_WORK ITEM:_ Take the listing below and reproduce it in full. Change nothing.

_INPUT FOR THIS TASK:_
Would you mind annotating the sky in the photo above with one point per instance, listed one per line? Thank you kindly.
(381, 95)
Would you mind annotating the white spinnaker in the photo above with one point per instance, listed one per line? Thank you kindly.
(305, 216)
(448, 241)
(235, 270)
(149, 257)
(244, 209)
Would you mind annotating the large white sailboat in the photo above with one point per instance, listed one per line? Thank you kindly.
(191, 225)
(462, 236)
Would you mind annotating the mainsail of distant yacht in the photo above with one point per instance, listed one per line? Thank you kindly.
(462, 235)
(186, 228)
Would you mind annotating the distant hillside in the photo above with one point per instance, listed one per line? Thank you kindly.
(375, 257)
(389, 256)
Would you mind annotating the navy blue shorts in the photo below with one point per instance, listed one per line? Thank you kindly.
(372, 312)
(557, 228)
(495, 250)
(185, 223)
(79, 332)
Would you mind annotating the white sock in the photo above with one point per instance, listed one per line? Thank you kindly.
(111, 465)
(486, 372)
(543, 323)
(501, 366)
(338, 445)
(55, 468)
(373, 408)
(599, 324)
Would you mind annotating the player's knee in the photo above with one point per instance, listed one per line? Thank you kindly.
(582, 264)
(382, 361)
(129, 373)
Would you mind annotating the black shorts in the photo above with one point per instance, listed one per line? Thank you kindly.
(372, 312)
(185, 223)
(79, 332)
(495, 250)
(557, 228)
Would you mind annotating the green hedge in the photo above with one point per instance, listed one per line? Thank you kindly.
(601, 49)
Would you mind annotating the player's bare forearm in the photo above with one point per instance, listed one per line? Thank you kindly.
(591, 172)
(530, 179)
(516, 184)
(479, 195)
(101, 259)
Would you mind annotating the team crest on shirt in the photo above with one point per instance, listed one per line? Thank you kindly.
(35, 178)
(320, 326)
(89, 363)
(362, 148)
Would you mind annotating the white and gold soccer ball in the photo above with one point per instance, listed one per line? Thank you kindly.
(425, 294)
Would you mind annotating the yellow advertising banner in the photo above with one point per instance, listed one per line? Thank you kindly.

_RESULT OF THE EXERCISE:_
Would you mind annotating the sky in the photo above with one point per instance, listed one per line? Thank you kindly.
(381, 95)
Would you mind annotating the white spinnaker in the photo above with one point per instance, listed one per line? Thank you kindly.
(305, 216)
(448, 241)
(235, 270)
(149, 257)
(244, 209)
Would you mind annotating the large white sailboat in the photo above with one point per instance, listed one per line? Thank you kindly.
(191, 225)
(462, 236)
Would you mind annotating the mainsail of distant yacht in the photo above with one point per instance, listed one per line? Thank you kindly.
(462, 235)
(186, 228)
Would you mind annotating the distant hillside in the photo above with one point per instance, listed one per line? Thank you kindly.
(375, 257)
(389, 256)
Would you mind annotating the navy blue shorts in the photo below with one point per instance, listed one per line? Thank you kindly.
(372, 312)
(557, 228)
(495, 250)
(185, 223)
(79, 332)
Would you mind annotating the white sock in the photo above with one point per instance, listed one per line? Thank you kindly.
(111, 465)
(486, 372)
(543, 323)
(501, 366)
(338, 445)
(55, 468)
(373, 408)
(599, 324)
Would you mind annotating the player's knee in the photo above with one point per instance, listed one per line? Thank you kindly.
(582, 264)
(382, 361)
(129, 373)
Would you mind annotating the black shorts in the photo above with one point per instance, listed one per line? Thank you kindly.
(372, 312)
(185, 223)
(79, 332)
(495, 250)
(557, 228)
Would you mind annotating the green hedge in the photo above with one point per instance, listed one per line? Thank you kindly.
(601, 49)
Would you mind annotating the player's bare forearm in the photo above with one point per instance, listed one per line? Thank you kindly.
(591, 172)
(530, 179)
(516, 184)
(479, 195)
(101, 259)
Would you mind annotating the team crest on shirt in the photo above with one point per instance, listed one per line? Thank you kindly.
(35, 178)
(320, 326)
(89, 363)
(362, 148)
Would you mind annotating the white and gold soccer ball in the photo above with one point per instance, listed one per line? Thank you kindly.
(425, 294)
Would you mind annotating the yellow advertising banner in the photo above with one point per instance, listed one per line? Thank you kindly.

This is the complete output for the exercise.